** Start SOURCE DATA **

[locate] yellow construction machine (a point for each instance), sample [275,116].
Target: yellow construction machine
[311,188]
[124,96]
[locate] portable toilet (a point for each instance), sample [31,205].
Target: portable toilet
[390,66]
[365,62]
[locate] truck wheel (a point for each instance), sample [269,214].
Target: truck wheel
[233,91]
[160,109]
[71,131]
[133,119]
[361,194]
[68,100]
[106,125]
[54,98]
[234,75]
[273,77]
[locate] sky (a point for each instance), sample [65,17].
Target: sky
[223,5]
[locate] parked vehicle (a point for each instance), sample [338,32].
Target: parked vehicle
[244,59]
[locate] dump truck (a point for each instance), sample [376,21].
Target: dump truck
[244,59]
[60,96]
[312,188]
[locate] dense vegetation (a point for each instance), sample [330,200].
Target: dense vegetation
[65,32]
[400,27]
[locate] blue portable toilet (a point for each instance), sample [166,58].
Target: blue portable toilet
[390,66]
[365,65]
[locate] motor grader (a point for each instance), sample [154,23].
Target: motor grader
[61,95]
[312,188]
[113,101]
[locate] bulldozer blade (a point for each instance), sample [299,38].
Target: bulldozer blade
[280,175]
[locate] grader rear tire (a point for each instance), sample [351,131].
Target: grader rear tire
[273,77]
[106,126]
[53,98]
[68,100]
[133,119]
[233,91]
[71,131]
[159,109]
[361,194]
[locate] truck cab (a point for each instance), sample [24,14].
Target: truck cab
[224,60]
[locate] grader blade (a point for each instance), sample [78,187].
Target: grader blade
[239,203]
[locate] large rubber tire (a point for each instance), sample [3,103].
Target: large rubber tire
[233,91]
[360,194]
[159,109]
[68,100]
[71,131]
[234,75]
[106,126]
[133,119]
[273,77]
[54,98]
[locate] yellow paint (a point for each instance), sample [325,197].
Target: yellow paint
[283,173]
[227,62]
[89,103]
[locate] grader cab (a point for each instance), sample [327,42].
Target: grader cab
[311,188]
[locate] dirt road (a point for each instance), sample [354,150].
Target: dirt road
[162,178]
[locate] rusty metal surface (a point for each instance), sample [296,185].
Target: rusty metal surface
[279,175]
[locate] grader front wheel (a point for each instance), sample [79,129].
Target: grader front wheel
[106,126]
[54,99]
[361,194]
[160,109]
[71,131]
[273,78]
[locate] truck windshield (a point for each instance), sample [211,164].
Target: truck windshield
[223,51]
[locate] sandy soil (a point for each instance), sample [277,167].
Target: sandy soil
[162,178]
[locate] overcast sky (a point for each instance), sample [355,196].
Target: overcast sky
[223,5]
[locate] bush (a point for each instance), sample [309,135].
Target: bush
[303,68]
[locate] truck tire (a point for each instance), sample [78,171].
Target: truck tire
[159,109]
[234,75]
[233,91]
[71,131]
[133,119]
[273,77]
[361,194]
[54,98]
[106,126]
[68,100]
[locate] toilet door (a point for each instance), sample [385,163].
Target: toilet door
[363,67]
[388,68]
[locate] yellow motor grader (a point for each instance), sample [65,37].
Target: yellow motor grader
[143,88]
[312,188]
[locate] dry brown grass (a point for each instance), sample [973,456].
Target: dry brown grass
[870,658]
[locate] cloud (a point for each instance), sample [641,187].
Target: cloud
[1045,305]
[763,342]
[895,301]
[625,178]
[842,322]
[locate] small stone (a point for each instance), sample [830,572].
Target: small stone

** End SOURCE DATA **

THE REQUEST
Output every line of the items above as a JSON array of strings, with one string per line and blank lines skipped.

SOLUTION BELOW
[
  "[locate] yellow construction machine (a point for each instance), sample [275,116].",
  "Target: yellow construction machine",
  "[311,188]",
  "[124,96]",
  "[locate] portable toilet (a point for each instance), sample [31,205].",
  "Target: portable toilet",
  "[390,66]",
  "[365,62]",
  "[locate] truck wheel (a point for each instance), sample [269,214].",
  "Target: truck wheel",
  "[233,91]",
  "[160,109]",
  "[71,131]",
  "[133,119]",
  "[361,194]",
  "[68,100]",
  "[106,125]",
  "[54,98]",
  "[234,75]",
  "[273,77]",
  "[locate] sky (a point for each instance), sample [65,17].",
  "Target: sky",
  "[223,5]",
  "[locate] parked vehicle (a point for each instance), sample [338,32].",
  "Target: parked vehicle",
  "[244,59]",
  "[locate] dump truck (a point for each instance), sample [376,21].",
  "Target: dump truck",
  "[244,59]",
  "[60,96]",
  "[312,188]",
  "[locate] dense vegetation (a point for each instance), sample [330,200].",
  "Target: dense vegetation",
  "[65,32]",
  "[400,27]",
  "[locate] blue portable toilet (a point for each instance), sample [166,58].",
  "Target: blue portable toilet",
  "[390,66]",
  "[365,65]",
  "[locate] motor grader (a point for each instance), sample [154,23].",
  "Target: motor grader",
  "[61,95]",
  "[312,188]",
  "[113,101]",
  "[locate] bulldozer blade (a point for each instance), sample [299,38].",
  "Target: bulldozer blade",
  "[280,175]",
  "[locate] grader rear tire (a point for each instance), sample [351,131].",
  "Target: grader rear tire",
  "[273,77]",
  "[106,126]",
  "[53,98]",
  "[68,100]",
  "[133,119]",
  "[233,91]",
  "[71,131]",
  "[159,109]",
  "[361,194]",
  "[locate] truck cab (a point for each instance), sample [24,14].",
  "Target: truck cab",
  "[224,60]",
  "[locate] grader blade (a point for each instance), sample [78,187].",
  "Target: grader blade",
  "[239,203]",
  "[locate] large rubber tire (a point for each instance), sample [3,103].",
  "Target: large rubber tire",
  "[233,91]",
  "[360,194]",
  "[159,109]",
  "[68,100]",
  "[71,131]",
  "[234,75]",
  "[106,126]",
  "[133,119]",
  "[273,77]",
  "[54,98]",
  "[locate] yellow paint (a point for each instance), sample [325,197].",
  "Target: yellow paint",
  "[283,173]",
  "[227,62]",
  "[89,103]",
  "[locate] grader cab (a point for each instance), sample [327,42].",
  "Target: grader cab",
  "[311,188]",
  "[locate] dirt road (a point for each instance), sample [354,150].",
  "Target: dirt road",
  "[162,178]",
  "[locate] rusty metal surface (a point for each instance), sample [296,185].",
  "Target: rusty metal surface",
  "[279,175]",
  "[locate] grader front wheel (a point for each instance), sample [79,129].",
  "Target: grader front wheel",
  "[106,126]",
  "[54,99]",
  "[361,194]",
  "[160,109]",
  "[71,131]",
  "[273,78]",
  "[locate] truck windshield (a point for each instance), sample [211,164].",
  "Target: truck windshield",
  "[223,51]",
  "[locate] sandy soil (a point for each instance), sample [277,167].",
  "Target: sandy soil",
  "[162,178]",
  "[locate] overcast sky (a point for each instance), sample [355,196].",
  "Target: overcast sky",
  "[223,5]",
  "[locate] bush (a point for each instance), sample [309,135].",
  "Target: bush",
  "[303,68]",
  "[locate] truck tire (a point for each instance), sample [78,171].",
  "Target: truck tire",
  "[159,109]",
  "[234,75]",
  "[233,91]",
  "[71,131]",
  "[133,119]",
  "[273,77]",
  "[361,194]",
  "[54,98]",
  "[106,126]",
  "[68,100]",
  "[locate] toilet door (a point for each instance), sample [385,163].",
  "Target: toilet door",
  "[363,67]",
  "[388,68]",
  "[locate] yellow motor grader (a point for each instance), sample [65,37].",
  "Target: yellow motor grader",
  "[143,88]",
  "[312,188]",
  "[locate] dry brown grass (a point for each instance), sample [973,456].",
  "Target: dry brown grass",
  "[870,658]",
  "[locate] cloud (a point for each instance), sample [641,187].",
  "Target: cloud",
  "[1045,305]",
  "[763,342]",
  "[895,301]",
  "[625,178]",
  "[842,322]",
  "[locate] small stone (a point for each instance), sample [830,572].",
  "Target: small stone"
]